## SOURCE TEXT
# # # # #
A: I followed his footsteps wherever they led, from his days at Cambridge to his voyage to the Galapagos to his retirement, at an early age, at Down House. I read his letters at the Cambridge University Library, handled his specimens at the Darwin Center at the Natural History Museum, gazed upon the portraits at his publisher, John Murray's, and sat in the deserted hall of the Linnean Society, which heard the papers of Darwin and Alfred Russel Wallace on July 1, 1858. When I learned that he took Milton's Paradise Lost with him on the voyage he read it by the campfire under the Southern Cross I felt I had to re-read it too.
Q: Did any of your findings surprise you?
A: There were many surprises along the way. One was the nature of Darwin himself. He is a sympathetic bundle of contradictions: a world-class adventurer who rode with the gauchos in South America yet retired at an early age and never so much as crossed the English Channel; a family man who considered taking religious orders before marrying a deeply devout woman and later became an atheist; a man of science to his dying day, fascinated by all of nature, great (evolution) and small (the study of earthworms).
A second surprise was how much the theory of evolution was in the air during Darwin's time. He was far from the first to theorize that one species could grow out of another. Given the obvious similarities among species, the concept of evolution was not unheard of (though the word "evolution" was not used in that sense). Even Darwin's own grandfather, Erasmus Darwin, believed in the concept. Charles Darwin's contribution was in coming up with the mechanism to explain how the process occurred: by means of natural selection, minor variations that endow some individuals with a greater capacity to survive.
Q: The topic of this novel might be considered controversial due to the continuing debates over the validity of Darwin's theory of evolution. Do you fear repercussions?
A: The Darwin Conspiracy does more than poke fun at the Victorians. It also takes on present day creationists because it strongly upholds the elegant simplicity the undeniable fact, if you will of evolution. The larger point I am trying to make is that the theory fits every observable piece of information and is undeniably true. I can't be more explicit without giving away the surprise ending of the book. Incidentally, Thomas Huxley, who was Darwin's champion, grasped the beauty of the theory instantly. When he first heard of it, he clapped his hand to his head and said: "How stupid not to have thought of it."
Q: What do you think about the proposed policy of requiring biology students to be told about "intelligent design" as an alternative theory to evolution?
A: I think it's hogwash. The two are not equivalent. One is a religious belief, the other is a scientific fact. Darwin's theory is a "theory" in name only, in the same way that the Newtonian concept of gravity is called a theory, as someone said. That doesn't mean it is speculative or seriously open to question or is only accepted provisionally until something comes along to prove it wrong.
Many of the arguments that are used against the theory of evolution today, particularly the argument of "intelligent design," were employed against Darwin in his time. They eventually lost out because the evidence to support the theory was so compelling. As we now see, they did not totally disappear. But they make even less sense today than they did then, because science has moved on.
Objectively speaking, there is even less reason today to support creationism than there was in the 18th century. Darwin, for example, was criticized for not being able to specify the means by which natural traits are passed on. Today we know that it is done through DNA. At the same time, evolution has been made palpable in various studies, including one of how finches evolve in the Galapagos to take advantage of changing rainfall conditions. The capacity of the AIDS virus to survive and stand up to new generations of drugs is nothing more than evolution writ small.
I believe that people who feel threatened by Darwinism today are people who cannot accept the idea that humans are not the center of the universe. Darwin himself embraced that idea and found it, in an odd way, frightening but also exhilarating.
# # # # #
## PROVIDED MATERIAL
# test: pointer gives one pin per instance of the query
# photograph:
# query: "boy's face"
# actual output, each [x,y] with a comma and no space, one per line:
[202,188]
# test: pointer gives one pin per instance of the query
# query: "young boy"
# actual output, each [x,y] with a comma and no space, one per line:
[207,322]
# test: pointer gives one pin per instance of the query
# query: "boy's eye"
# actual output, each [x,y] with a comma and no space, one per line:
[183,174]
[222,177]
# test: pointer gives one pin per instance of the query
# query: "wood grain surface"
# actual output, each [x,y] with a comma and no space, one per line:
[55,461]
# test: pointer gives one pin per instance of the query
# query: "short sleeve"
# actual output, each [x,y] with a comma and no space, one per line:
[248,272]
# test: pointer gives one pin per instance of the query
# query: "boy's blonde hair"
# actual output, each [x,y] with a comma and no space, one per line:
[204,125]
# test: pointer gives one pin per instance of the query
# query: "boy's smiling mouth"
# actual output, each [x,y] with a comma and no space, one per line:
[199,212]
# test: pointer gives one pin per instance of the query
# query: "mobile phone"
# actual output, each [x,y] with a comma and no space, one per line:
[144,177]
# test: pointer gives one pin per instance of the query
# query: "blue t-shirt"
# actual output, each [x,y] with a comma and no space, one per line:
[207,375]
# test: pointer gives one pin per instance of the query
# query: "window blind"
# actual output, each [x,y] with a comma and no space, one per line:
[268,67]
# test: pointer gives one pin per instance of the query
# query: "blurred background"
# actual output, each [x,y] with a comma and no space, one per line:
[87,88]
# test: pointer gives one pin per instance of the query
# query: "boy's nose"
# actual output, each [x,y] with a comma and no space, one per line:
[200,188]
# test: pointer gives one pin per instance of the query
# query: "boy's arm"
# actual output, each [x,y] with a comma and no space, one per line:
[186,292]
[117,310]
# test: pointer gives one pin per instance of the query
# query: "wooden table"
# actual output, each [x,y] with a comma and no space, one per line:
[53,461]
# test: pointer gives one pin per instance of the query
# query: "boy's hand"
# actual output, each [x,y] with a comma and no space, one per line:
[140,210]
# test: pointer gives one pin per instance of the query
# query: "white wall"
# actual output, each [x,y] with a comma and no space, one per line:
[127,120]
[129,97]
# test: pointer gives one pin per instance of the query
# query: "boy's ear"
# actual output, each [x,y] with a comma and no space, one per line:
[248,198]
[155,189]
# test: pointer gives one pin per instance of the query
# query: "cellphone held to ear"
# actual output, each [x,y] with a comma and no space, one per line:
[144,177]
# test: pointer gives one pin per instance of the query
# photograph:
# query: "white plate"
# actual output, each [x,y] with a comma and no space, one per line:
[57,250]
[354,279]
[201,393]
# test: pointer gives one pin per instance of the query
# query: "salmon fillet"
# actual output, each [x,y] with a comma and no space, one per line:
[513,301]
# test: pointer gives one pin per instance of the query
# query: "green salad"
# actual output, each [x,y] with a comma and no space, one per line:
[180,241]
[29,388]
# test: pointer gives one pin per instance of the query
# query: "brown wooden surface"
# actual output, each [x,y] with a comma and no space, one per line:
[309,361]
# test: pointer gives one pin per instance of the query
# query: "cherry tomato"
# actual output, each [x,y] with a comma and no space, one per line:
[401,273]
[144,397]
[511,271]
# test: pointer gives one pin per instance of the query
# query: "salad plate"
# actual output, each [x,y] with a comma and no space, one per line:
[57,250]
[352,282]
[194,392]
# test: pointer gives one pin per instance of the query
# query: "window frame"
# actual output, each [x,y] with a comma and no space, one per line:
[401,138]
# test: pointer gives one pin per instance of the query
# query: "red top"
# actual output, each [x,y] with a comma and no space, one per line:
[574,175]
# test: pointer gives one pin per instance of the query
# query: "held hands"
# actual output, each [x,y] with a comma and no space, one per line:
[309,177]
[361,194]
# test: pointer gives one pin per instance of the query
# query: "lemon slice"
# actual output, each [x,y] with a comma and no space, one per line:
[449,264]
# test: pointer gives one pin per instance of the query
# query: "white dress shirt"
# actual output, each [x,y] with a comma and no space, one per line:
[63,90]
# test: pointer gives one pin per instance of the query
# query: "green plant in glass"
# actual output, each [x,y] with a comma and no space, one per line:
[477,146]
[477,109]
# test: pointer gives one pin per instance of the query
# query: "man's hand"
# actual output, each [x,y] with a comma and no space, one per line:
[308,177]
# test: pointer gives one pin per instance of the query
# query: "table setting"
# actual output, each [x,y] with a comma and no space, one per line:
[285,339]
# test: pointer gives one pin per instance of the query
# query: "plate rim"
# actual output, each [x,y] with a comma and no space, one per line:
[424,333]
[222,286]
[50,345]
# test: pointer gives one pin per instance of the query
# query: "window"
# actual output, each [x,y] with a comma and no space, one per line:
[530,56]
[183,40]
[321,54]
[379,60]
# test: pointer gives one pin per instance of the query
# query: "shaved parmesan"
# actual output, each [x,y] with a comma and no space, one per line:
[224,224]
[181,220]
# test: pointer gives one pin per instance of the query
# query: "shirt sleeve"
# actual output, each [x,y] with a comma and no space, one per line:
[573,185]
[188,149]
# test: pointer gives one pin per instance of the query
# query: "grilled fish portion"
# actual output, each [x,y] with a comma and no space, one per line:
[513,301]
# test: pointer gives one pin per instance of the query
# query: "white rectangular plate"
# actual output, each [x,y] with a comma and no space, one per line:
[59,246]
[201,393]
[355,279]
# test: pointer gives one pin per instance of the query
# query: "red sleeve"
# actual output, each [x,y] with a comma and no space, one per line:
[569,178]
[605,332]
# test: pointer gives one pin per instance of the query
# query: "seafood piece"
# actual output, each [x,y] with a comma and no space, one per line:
# # # # #
## EXERCISE INSTRUCTIONS
1 > Can you sum up the Darwin interview in two sentences?
2 > Answer these from the Darwin interview:
(a) Which relative of Charles Darwin believed in the concept of evolution?
(b) What book did Darwin take with him on the voyage?
(c) Through what, as we know today, are natural traits passed on?
3 > Can you rewrite the part of the Darwin interview starting at "Q: What do you" and ending at "theory to evolution?", replacing "biology students" with "science students"?

## PER-TASK ANSWERS
1 > The interviewee describes following Darwin's footsteps through his letters, specimens and portraits, and was surprised both by Darwin's contradictory nature and by how much the idea of evolution was already in the air, Darwin's own contribution being the mechanism of natural selection. The interviewee calls the proposal to teach "intelligent design" as an alternative to evolution hogwash, because one is a religious belief and the other a scientific fact, and says such arguments make even less sense today because science has moved on.

2 >
(a) His grandfather, Erasmus Darwin.
(b) Milton's Paradise Lost.
(c) DNA.

3 >
Q: What do you think about the proposed policy of requiring science students to be told about "intelligent design" as an alternative theory to evolution?